● **PROBLEM TO SOLVE**: Every line of the material below that holds the string "rough" should be copied.

** SOURCE MATERIAL follows **

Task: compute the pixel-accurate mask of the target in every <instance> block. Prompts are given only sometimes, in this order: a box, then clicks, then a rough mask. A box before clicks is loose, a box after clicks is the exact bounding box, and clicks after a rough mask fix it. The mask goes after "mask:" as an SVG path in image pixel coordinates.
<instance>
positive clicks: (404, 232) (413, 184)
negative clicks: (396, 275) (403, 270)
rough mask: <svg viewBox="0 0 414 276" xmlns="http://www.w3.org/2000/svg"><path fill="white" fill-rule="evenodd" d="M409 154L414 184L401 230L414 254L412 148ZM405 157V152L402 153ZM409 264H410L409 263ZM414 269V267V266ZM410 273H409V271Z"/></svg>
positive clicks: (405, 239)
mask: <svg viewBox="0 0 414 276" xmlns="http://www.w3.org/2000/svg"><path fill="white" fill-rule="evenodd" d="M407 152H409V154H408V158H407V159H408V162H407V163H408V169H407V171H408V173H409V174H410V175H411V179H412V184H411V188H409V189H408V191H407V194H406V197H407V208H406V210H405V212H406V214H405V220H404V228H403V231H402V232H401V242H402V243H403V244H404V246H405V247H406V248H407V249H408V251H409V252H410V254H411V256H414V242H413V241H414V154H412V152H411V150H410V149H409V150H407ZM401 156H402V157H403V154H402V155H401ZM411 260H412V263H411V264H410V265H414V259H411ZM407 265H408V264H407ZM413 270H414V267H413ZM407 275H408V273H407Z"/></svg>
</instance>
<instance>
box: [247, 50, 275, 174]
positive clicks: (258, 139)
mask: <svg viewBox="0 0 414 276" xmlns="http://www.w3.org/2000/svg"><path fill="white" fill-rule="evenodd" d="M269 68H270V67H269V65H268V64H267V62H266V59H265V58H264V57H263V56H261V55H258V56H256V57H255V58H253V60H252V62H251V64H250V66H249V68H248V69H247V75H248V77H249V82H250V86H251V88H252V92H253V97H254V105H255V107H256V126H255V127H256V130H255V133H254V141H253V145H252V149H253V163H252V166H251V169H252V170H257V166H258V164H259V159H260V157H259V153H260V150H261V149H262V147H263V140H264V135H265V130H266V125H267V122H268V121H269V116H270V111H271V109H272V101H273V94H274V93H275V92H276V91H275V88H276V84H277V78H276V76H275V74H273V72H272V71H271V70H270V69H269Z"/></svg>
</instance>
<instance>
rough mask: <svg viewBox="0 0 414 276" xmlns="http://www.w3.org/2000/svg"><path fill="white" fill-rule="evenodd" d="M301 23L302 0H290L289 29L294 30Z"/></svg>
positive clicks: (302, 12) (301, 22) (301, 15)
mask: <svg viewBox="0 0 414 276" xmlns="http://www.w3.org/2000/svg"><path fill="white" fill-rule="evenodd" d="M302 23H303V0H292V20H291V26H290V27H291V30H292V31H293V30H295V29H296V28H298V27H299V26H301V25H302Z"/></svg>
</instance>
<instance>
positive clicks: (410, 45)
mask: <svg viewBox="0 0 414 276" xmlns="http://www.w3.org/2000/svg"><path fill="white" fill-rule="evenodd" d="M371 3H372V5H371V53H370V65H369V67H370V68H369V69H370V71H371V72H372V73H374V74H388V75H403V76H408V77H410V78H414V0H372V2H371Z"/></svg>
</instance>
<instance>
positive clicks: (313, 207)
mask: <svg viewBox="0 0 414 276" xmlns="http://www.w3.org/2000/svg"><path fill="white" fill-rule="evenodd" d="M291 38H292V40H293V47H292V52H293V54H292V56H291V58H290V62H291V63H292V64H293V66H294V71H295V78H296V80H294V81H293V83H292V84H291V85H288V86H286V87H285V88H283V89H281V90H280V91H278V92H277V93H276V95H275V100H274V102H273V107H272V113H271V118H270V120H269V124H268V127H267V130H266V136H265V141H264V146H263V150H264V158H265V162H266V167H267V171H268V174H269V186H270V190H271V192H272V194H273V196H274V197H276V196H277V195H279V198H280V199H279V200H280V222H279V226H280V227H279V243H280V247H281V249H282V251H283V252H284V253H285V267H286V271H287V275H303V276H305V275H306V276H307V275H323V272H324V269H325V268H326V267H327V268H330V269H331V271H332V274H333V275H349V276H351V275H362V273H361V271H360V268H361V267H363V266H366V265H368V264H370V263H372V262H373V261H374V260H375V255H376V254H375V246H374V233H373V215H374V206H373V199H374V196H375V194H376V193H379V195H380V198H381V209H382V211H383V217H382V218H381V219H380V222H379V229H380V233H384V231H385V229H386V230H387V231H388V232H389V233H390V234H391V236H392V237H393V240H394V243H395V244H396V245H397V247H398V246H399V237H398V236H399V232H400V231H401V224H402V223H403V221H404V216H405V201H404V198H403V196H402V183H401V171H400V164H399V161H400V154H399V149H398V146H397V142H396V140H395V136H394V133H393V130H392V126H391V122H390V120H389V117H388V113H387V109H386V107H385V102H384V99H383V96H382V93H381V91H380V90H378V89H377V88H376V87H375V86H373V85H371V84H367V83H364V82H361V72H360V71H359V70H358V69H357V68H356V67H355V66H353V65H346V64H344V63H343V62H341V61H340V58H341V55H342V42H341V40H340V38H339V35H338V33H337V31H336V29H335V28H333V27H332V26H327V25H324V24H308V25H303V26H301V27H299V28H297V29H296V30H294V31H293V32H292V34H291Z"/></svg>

** End of SOURCE MATERIAL **

● **TASK SOLUTION**:
Task: compute the pixel-accurate mask of the target in every <instance> block. Prompts are given only sometimes, in this order: a box, then clicks, then a rough mask. A box before clicks is loose, a box after clicks is the exact bounding box, and clicks after a rough mask fix it. The mask goes after "mask:" as an SVG path in image pixel coordinates.
rough mask: <svg viewBox="0 0 414 276" xmlns="http://www.w3.org/2000/svg"><path fill="white" fill-rule="evenodd" d="M409 154L414 184L401 230L414 254L412 148ZM405 157V152L402 153ZM409 264H410L409 263ZM414 269V267V266ZM410 273H409V271Z"/></svg>
rough mask: <svg viewBox="0 0 414 276" xmlns="http://www.w3.org/2000/svg"><path fill="white" fill-rule="evenodd" d="M301 23L302 0H290L289 29L294 30Z"/></svg>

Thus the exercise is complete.